_Фрагмент текста_
Мы начали понемногу понимать, что обучение на рабочем месте должно идти не только сверху, но и снизу. А чтобы обеспечить течение потока в обе стороны, надо учитывать комплекс факторов (их как минимум пять): человеческое поведение, вспомогательные технологии, офисную культуру, личную мотивацию, заинтересованность работников.
Неформальное обучение на работе
Классический пример стимулирования роста знаний – проект "Эврика" компании Xerox. В начале 1990-х годов 20 тысяч инженеров из отдела сервисного обслуживания стали более мобильными, начав работать по вызовам. В результате технические ноу-хау оказались накрепко связаны с отдельными людьми. По опросам техников, работающих по вызовам, стало понятно, что когда инженер сталкивался с проблемой, не описанной в руководстве, то он советовался с коллегой по рации.
Самые необычные решения обычно пересказывались и дорабатывались на совещаниях сотрудников. Вот так и родилась "Эврика". Дэниел Бобров и Джек Уэйлен из Исследовательского центра Пало-Альто провели радикальный эксперимент, при котором все делились знаниями со всеми: "Нам пришло в голову, что нужно поставить подход к искусственному интеллекту, так сказать, с ног на голову: само рабочее сообщество может стать системой экспертов, а идеи могут исходить от сотрудников, работающих напрямую с клиентами".

_Исходные данные_
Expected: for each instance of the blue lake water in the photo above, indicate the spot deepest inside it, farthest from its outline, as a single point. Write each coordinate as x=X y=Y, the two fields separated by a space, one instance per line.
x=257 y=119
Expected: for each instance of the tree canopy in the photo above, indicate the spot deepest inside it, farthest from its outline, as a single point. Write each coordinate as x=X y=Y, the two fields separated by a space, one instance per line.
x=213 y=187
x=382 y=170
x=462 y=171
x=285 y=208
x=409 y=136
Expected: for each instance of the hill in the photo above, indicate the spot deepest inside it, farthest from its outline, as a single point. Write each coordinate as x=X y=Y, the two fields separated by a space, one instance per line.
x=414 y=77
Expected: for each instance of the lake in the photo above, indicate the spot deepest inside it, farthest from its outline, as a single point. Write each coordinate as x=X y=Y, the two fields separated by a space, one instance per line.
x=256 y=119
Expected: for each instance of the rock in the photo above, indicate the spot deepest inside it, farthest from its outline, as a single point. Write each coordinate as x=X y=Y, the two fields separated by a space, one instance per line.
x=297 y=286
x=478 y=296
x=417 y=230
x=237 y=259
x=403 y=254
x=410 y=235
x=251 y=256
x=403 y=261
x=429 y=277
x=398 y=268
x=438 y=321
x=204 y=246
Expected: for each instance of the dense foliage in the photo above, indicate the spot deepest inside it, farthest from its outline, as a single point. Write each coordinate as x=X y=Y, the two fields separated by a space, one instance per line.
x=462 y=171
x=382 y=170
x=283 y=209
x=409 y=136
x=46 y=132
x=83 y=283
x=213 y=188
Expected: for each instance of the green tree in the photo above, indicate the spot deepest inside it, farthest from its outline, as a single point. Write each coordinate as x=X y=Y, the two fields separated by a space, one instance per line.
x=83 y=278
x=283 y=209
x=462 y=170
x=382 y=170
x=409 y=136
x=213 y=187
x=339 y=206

_Задание_
Определите, соответствуют ли утверждения 1–3 фрагменту об обучении на рабочем месте. Для каждого ответьте «да» или «нет» и приведите решающие слова фрагмента в точной цитате.
1. В тексте названо как минимум пять факторов, которые надо учитывать.
2. Инженер, столкнувшийся с проблемой, не описанной в руководстве, советовался с коллегой по рации.
3. Самые необычные решения обсуждались только в письменной переписке.

_Ответ_
1. Да: «(их как минимум пять)».
2. Да: «он советовался с коллегой по рации».
3. Нет: «пересказывались и дорабатывались на совещаниях сотрудников».